━━━━━ Kutipan Sumber
Kita hidup di zaman ketika pustaka diarti-sempitkan sebagai buku. Dalam sejarahnya, kata 'pustaka' berasal dari bahasa Sanskreta dari India. Namun, sebenarnya pustaka bukanlah kata asli tanah Hindustan. Ia merupakan kata serapan dari Aksara Paku di Persia Kuno—sekarang Iran, dari kata 'posta' yang berarti kulit rusa. Pada masa itu, orang-orang India belajar tentang dasar-dasar penulisan aksara dari Persia Kuno dengan cara ditulis di atas kulit rusa yang telah disamak. Kita tahu bahwa Persia Kuno adalah tempat lahirnya aksara.
Sedangkan, jika ditilik dari sejarah Indonesia, kata 'pustaka' dipakai dalam beberapa istilah lokal. Pustaha di tanah Batak, misalnya. Di Batak, 'pustaha' dalam bahasa Batak Utara atau laklak dalam bahasa Simalungun berhubungan erat dengan ilmu pengetahuan yang diwariskan oleh para datu. Pustaha Batak merupakan naskah yang berisi tentang asal-usul suatu marga, cara menyambung hidup dan cara meramal.
━━━━━━━━━━
━━━━━ Bagian Data
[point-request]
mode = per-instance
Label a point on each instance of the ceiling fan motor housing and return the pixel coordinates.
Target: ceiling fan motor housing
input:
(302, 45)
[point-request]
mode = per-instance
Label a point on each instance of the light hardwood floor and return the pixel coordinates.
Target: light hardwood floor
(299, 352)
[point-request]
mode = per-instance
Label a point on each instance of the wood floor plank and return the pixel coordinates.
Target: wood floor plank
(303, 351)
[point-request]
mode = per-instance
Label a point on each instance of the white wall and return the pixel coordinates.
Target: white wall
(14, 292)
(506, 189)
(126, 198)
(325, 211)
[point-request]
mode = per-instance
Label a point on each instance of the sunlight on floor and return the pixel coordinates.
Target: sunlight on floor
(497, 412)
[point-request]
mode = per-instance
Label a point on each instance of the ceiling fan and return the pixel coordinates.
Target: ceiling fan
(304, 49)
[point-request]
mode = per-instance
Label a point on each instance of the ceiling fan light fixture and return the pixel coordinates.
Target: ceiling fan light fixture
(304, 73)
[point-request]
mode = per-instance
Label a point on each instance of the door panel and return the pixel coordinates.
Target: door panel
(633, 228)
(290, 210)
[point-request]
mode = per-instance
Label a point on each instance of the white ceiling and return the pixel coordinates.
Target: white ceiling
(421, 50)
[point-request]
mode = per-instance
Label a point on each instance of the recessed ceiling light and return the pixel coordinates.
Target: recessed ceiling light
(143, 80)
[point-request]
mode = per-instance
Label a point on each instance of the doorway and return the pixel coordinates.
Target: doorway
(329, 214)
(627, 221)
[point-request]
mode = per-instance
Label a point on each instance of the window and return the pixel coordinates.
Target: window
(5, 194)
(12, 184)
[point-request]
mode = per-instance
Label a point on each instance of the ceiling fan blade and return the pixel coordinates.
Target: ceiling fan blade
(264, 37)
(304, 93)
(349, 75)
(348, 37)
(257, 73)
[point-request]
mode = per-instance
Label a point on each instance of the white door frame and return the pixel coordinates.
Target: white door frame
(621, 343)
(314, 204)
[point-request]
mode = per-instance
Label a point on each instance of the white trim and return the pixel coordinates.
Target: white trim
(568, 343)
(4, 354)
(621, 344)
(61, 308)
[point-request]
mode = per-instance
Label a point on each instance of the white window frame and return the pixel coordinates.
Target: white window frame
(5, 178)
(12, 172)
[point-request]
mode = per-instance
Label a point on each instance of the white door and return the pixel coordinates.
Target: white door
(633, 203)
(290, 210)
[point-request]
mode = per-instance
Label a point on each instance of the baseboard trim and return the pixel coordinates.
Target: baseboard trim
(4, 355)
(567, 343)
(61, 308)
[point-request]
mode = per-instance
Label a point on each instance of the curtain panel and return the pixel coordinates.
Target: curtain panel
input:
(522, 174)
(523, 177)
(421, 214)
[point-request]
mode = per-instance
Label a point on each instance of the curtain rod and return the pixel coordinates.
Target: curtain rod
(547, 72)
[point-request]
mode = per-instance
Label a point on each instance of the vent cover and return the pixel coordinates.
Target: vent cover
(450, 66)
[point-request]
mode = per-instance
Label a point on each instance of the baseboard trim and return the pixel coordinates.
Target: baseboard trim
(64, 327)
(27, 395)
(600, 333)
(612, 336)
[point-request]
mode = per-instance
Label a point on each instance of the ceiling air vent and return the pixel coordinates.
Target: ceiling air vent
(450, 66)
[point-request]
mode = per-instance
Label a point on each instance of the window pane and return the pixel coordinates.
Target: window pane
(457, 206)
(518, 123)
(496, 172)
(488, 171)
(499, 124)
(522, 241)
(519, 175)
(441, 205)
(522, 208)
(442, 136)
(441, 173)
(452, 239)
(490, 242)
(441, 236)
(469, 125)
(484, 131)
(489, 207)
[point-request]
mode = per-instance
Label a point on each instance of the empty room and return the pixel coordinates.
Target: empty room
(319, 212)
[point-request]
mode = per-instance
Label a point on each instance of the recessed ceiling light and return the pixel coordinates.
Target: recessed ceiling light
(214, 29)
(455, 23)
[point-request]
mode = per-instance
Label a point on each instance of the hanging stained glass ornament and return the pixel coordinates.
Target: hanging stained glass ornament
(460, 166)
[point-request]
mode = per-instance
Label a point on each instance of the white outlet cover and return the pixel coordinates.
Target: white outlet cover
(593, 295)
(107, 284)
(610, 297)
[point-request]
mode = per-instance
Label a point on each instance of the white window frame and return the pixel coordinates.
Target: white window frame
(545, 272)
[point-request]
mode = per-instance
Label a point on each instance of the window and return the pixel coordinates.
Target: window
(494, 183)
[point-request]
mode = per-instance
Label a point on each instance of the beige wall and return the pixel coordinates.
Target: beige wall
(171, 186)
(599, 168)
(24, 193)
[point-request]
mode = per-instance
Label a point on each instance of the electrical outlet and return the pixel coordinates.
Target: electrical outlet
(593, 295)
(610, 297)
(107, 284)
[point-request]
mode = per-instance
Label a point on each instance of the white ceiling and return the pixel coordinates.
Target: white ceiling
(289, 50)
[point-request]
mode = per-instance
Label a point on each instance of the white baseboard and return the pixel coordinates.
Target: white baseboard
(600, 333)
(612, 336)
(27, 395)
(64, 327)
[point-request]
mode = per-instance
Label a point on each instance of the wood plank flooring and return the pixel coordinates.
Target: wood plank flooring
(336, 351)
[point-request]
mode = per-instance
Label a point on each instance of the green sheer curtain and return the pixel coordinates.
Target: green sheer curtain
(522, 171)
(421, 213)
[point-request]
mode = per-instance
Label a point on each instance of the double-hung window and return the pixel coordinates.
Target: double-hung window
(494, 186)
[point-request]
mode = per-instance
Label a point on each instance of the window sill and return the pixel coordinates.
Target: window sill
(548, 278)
━━━━━━━━━━
━━━━━ Bagian Data
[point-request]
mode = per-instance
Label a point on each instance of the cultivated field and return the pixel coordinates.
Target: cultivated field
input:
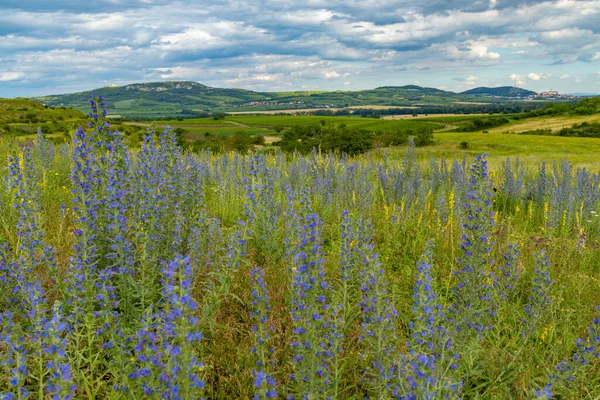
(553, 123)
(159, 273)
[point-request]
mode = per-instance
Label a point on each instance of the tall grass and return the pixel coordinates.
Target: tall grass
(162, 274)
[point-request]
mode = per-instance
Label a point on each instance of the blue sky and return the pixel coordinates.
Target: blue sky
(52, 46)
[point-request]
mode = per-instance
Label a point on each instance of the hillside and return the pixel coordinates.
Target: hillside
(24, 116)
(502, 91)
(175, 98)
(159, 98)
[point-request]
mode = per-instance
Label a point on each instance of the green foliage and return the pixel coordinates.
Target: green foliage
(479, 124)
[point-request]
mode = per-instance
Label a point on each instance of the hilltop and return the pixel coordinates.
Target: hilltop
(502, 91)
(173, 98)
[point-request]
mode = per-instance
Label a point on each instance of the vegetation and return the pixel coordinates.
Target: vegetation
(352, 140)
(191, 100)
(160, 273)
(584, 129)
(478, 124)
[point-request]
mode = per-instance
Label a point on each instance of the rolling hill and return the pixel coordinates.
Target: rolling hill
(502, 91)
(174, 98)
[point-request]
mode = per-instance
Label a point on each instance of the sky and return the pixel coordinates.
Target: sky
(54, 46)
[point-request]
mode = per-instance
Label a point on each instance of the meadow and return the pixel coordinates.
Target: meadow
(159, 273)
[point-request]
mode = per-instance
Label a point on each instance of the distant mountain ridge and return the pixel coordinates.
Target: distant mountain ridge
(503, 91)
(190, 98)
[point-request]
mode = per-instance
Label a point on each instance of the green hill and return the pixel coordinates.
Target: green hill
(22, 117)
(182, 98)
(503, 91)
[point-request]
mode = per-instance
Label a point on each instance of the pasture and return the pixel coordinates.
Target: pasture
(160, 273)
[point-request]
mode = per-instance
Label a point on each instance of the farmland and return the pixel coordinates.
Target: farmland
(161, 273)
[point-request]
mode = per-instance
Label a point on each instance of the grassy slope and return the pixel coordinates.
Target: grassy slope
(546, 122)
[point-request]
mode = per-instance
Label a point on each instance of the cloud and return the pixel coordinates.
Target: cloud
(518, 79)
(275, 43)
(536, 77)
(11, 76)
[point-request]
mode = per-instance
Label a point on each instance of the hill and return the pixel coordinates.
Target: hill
━━━━━━━━━━
━━━━━ Bagian Data
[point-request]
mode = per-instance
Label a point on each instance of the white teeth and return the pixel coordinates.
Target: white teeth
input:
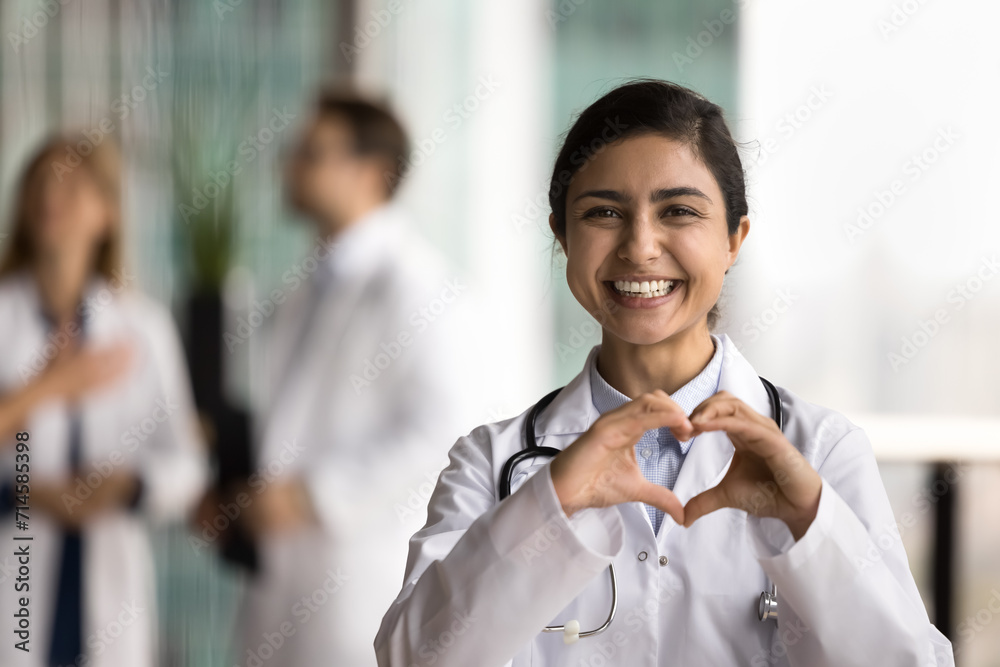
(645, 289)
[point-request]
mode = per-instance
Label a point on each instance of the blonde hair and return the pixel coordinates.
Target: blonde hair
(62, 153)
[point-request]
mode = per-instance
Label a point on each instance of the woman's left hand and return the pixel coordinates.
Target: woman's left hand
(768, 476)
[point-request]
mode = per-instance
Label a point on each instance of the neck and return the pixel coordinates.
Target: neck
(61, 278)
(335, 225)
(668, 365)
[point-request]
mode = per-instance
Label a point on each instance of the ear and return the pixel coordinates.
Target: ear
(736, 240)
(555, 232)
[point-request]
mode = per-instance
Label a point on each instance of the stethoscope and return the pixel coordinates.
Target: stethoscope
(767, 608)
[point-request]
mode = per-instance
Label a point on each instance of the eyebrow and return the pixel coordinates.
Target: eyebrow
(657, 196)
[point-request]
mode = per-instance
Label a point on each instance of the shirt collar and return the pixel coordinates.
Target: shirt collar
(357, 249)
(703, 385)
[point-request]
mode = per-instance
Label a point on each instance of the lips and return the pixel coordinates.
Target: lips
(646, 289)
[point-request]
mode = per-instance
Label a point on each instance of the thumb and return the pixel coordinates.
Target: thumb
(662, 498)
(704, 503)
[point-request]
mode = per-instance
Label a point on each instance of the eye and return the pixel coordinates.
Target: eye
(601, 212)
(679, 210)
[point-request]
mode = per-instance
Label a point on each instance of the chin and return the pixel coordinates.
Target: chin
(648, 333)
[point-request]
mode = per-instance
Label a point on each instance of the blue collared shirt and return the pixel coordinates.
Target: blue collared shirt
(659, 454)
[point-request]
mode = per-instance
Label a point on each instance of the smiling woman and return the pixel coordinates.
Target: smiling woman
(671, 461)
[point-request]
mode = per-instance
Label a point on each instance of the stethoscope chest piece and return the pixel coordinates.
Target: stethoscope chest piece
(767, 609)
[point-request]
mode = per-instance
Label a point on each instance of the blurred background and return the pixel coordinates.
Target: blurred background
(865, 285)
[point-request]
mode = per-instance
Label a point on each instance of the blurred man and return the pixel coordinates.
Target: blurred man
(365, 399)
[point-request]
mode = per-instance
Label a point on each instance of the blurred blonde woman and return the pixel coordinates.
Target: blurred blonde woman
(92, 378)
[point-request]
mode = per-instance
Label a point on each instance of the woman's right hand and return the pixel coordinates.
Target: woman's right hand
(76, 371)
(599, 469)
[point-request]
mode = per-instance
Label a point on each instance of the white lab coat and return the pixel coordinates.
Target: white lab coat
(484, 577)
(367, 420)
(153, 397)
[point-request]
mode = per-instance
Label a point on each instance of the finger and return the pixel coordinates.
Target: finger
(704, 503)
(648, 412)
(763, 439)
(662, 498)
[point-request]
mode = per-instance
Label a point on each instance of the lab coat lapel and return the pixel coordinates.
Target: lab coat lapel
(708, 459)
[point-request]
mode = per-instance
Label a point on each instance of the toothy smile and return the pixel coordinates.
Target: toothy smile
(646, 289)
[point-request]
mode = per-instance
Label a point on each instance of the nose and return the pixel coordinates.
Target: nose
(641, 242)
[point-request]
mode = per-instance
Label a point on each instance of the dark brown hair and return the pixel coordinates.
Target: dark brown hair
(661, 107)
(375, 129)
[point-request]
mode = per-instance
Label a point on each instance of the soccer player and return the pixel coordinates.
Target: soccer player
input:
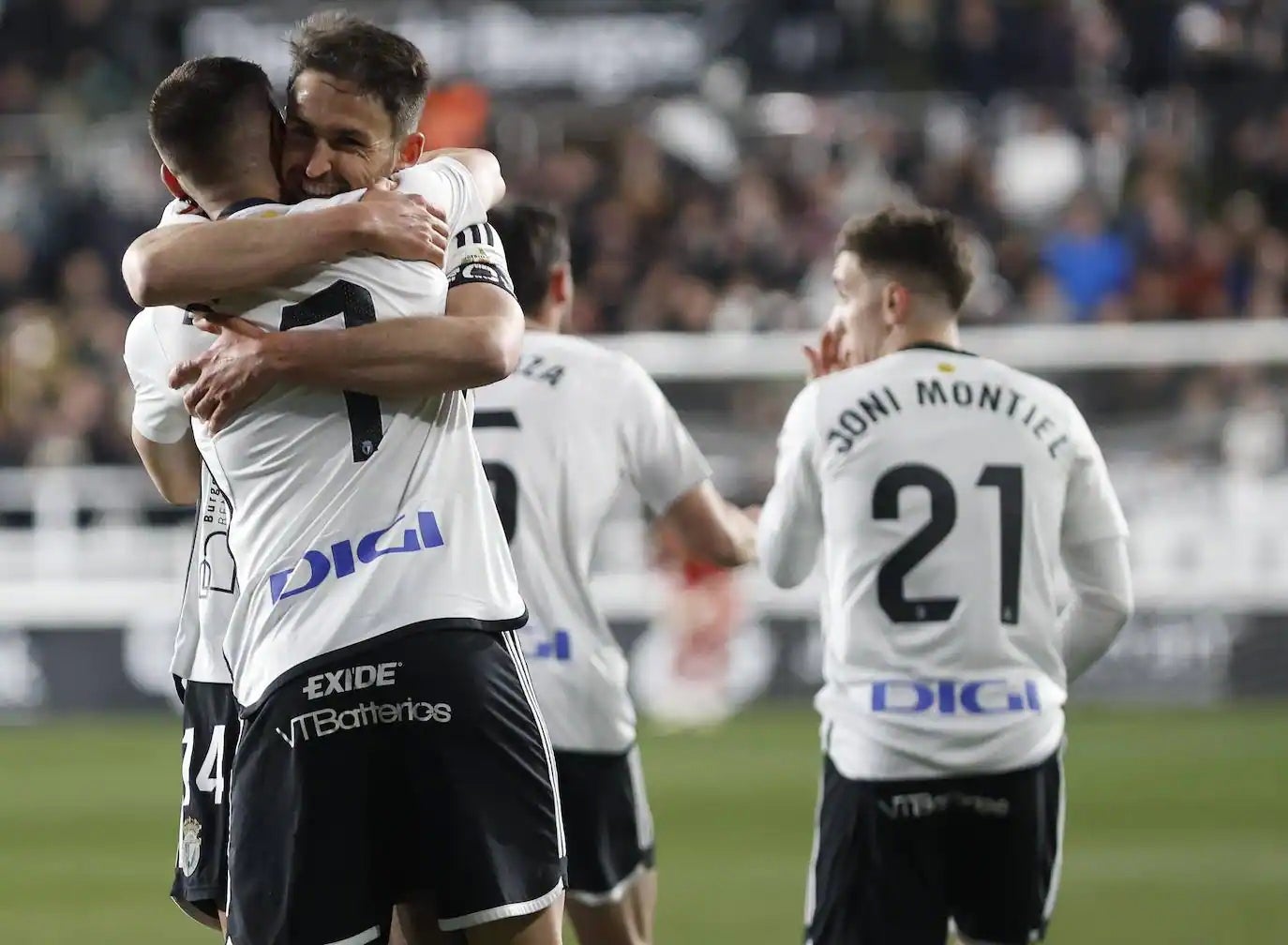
━━━━━━━━━━
Tindakan yang Diperlukan:
1) Ganti nama "Simalungun" menjadi "Karo" pada bagian teks tentang asal-usul kata pustaka, mulai dari "Sedangkan, jika ditilik" dan berakhir pada "dan cara meramal.", lalu tuliskan kembali bagian tersebut.
2) Cantumkan setiap baris entri yang memuat kata "slope" dengan membedakan huruf besar dan huruf kecil.
Teks dan entri di atas diambil dari sumber yang berlainan.

Soal Terselesaikan:
1)
Sedangkan, jika ditilik dari sejarah Indonesia, kata 'pustaka' dipakai dalam beberapa istilah lokal. Pustaha di tanah Batak, misalnya. Di Batak, 'pustaha' dalam bahasa Batak Utara atau laklak dalam bahasa Karo berhubungan erat dengan ilmu pengetahuan yang diwariskan oleh para datu. Pustaha Batak merupakan naskah yang berisi tentang asal-usul suatu marga, cara menyambung hidup dan cara meramal.

2)
Label a point on each instance of the grassy slope and return the pixel coordinates.
Target: grassy slope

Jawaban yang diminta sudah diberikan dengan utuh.